Billy Wilder by David Hockney |
Detective work
It started with a chance encounter, and led to a lifelong obsession. Jonathan Coe on the clues he unearthed, the music he heard, and the friends he made as he pursued Billy Wilder's Sherlock Holmes
"To Sherlock Holmes she is always the woman." — Sir Arthur Conan Doyle, A Scandal in Bohemia
1972
A boy of 11, on holiday with his family on the Cornish coast, stops to look at the paperbacks in a seafront shop. A title catches his eye: The Private Life of Sherlock Holmes. The book has a lurid cover, on which Holmes's deerstalker frames the image of a half-naked woman. The boy is horrified. A young moralist, puritanical beyond his years, he worships the Sherlock Holmes stories and is appalled at what he assumes to be an act of desecration. Some cheap exploitation merchant, it seems, has taken the great detective and written a book of sleazy erotic adventures about him. The young boy shakes his head, saddened by the ways of the world.

What you should do
Answer these three questions from the essay on Billy Wilder's Sherlock Holmes, one per line:
1. From which Sir Arthur Conan Doyle story is the opening quotation taken?
2. How old is the boy on holiday on the Cornish coast?
3. On the paperback's cover, what frames the image of a half-naked woman?

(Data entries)
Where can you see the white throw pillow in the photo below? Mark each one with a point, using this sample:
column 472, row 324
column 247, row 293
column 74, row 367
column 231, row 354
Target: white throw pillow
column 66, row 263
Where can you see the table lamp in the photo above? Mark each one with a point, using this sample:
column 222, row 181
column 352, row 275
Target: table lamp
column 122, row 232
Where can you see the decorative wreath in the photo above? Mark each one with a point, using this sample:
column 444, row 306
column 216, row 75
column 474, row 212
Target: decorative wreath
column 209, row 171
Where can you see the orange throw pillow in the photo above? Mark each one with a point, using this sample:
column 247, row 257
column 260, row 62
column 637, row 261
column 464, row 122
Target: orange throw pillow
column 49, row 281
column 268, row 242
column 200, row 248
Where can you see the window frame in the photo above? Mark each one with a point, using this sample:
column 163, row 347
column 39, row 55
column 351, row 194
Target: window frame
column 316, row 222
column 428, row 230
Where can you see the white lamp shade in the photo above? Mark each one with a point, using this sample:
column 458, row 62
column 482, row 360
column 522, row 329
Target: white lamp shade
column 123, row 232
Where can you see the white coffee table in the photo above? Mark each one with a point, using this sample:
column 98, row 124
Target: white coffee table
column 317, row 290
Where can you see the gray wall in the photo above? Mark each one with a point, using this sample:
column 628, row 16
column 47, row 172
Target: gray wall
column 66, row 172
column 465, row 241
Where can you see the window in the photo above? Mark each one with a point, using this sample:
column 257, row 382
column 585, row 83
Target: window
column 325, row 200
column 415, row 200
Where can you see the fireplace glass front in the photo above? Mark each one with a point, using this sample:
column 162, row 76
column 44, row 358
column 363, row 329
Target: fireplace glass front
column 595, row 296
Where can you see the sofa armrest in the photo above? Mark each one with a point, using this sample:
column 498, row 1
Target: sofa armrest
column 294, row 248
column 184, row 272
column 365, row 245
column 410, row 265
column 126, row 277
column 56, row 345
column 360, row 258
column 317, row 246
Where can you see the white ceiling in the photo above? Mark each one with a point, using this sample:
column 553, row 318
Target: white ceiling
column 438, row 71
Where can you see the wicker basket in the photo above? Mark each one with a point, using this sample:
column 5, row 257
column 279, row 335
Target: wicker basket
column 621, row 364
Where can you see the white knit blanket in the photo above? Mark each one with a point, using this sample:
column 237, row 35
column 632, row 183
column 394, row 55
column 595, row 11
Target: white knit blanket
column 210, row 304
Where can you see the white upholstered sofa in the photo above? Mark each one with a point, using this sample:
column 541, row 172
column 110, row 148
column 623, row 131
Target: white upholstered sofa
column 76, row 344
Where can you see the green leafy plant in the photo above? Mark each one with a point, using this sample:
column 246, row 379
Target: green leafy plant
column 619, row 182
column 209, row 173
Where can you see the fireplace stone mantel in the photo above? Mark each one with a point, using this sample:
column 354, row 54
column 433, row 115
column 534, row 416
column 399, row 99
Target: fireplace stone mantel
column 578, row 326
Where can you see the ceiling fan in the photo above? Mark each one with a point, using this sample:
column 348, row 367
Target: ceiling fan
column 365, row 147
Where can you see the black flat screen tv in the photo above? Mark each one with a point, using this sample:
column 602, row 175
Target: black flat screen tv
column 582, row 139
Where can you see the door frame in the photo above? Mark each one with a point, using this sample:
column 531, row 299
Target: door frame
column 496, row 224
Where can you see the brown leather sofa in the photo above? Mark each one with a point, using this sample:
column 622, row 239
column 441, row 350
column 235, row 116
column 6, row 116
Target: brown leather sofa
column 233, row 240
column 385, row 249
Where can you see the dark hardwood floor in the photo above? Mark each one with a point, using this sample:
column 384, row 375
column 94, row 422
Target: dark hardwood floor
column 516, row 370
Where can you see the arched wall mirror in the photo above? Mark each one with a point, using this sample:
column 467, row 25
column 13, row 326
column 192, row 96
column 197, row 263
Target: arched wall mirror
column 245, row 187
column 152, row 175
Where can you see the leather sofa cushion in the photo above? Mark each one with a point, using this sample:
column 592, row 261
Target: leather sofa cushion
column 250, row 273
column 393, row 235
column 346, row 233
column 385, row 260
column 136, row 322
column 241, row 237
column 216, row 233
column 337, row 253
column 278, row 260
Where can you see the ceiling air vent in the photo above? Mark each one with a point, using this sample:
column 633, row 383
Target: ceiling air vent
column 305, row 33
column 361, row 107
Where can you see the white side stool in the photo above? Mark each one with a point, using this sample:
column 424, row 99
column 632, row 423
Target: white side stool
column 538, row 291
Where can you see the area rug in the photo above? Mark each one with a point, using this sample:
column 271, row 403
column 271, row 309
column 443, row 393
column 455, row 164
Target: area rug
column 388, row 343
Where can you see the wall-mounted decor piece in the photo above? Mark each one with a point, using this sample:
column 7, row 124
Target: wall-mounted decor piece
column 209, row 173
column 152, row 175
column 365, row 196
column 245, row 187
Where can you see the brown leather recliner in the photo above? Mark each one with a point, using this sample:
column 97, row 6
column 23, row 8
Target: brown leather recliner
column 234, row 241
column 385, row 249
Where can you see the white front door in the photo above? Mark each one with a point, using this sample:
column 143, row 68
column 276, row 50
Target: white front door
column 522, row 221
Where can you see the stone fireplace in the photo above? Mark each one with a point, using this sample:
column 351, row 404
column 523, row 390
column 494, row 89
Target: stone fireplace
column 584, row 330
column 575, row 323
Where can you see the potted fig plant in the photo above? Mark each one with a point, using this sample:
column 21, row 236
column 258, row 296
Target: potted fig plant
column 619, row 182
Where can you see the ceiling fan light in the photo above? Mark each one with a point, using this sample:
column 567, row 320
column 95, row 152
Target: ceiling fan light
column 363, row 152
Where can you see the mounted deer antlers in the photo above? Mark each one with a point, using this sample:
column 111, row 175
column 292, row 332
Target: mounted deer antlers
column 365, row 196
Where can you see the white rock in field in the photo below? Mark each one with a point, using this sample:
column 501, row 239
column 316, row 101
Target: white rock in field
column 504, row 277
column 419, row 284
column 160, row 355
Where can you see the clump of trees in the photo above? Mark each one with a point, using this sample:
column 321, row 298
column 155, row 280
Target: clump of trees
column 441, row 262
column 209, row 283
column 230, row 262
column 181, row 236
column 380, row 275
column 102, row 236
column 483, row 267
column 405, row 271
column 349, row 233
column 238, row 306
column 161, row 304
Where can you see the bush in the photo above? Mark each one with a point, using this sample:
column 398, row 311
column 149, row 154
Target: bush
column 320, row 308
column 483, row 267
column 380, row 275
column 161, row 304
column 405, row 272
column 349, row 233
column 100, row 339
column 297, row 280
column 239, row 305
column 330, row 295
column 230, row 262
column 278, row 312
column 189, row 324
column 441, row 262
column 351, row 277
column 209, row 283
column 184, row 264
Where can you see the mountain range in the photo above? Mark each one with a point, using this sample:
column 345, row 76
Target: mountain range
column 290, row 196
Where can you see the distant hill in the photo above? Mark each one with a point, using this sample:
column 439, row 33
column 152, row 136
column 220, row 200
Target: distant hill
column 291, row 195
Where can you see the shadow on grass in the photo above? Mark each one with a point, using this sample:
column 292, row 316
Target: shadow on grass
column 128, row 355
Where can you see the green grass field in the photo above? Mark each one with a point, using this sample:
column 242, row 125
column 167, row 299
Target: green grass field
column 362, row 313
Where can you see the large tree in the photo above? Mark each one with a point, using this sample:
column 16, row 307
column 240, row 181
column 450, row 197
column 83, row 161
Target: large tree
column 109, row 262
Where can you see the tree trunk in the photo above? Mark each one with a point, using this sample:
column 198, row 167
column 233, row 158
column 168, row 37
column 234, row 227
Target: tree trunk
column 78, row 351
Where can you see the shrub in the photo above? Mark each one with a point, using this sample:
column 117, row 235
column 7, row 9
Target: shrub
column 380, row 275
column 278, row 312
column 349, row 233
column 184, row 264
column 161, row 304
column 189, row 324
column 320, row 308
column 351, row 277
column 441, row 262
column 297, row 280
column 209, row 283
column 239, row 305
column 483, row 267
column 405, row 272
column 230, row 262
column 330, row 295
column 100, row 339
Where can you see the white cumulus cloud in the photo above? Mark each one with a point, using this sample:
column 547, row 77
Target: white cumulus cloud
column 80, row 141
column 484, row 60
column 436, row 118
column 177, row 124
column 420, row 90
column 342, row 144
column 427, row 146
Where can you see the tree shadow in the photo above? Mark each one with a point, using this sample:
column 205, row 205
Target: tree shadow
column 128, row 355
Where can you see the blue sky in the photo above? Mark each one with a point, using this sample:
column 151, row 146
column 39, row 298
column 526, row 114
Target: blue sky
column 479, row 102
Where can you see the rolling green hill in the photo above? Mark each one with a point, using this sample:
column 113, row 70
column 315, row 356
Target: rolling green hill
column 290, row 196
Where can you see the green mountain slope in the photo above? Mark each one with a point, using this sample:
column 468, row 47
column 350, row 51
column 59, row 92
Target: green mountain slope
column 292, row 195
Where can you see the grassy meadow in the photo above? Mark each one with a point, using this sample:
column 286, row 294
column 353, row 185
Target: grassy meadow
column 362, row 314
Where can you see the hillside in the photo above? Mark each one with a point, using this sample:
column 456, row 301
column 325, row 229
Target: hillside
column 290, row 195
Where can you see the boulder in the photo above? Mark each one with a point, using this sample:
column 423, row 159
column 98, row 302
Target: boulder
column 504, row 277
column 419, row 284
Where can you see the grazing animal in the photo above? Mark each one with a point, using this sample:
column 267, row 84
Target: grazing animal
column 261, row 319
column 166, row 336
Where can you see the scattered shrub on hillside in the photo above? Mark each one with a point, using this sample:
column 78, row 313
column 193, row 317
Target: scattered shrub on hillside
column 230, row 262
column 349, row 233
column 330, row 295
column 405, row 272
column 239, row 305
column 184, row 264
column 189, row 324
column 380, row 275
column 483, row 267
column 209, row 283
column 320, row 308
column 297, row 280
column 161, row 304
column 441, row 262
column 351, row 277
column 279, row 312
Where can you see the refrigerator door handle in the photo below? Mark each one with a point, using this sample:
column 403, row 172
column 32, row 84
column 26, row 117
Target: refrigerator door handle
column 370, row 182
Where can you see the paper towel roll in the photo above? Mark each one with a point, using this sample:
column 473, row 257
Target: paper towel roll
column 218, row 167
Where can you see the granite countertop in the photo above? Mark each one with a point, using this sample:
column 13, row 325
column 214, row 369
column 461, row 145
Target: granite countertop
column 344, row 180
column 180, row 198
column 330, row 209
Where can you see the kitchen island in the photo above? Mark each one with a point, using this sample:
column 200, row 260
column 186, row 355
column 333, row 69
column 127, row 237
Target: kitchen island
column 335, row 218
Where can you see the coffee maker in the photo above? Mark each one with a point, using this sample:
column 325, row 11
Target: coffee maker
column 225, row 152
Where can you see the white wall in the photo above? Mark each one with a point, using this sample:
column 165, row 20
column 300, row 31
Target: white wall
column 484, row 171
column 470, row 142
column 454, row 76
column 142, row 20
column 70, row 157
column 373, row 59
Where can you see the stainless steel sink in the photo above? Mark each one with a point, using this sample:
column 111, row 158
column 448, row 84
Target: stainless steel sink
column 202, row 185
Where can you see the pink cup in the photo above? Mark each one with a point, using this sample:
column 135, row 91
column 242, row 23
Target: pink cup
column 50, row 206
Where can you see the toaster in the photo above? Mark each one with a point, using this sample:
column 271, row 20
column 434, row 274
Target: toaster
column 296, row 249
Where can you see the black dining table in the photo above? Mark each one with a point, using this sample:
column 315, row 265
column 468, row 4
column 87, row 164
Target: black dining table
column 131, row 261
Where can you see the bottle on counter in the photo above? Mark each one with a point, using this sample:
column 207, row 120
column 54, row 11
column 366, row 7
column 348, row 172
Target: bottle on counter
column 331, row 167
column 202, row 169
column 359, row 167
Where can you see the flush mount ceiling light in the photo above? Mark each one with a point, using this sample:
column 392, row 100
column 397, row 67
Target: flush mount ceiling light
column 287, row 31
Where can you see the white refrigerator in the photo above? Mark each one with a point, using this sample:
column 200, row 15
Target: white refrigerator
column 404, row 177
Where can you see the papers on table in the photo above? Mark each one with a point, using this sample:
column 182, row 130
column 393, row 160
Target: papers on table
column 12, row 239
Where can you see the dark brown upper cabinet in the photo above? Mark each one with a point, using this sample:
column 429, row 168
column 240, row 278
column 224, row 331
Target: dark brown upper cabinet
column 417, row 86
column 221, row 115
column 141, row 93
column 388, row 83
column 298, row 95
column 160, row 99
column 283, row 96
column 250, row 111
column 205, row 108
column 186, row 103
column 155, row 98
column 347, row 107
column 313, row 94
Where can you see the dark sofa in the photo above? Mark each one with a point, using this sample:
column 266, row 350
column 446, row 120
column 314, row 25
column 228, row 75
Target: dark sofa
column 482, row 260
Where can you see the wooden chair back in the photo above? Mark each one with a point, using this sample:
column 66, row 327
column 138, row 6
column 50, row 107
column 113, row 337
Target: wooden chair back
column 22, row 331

Exercise answer
1. A Scandal in Bohemia
2. 11
3. Holmes's deerstalker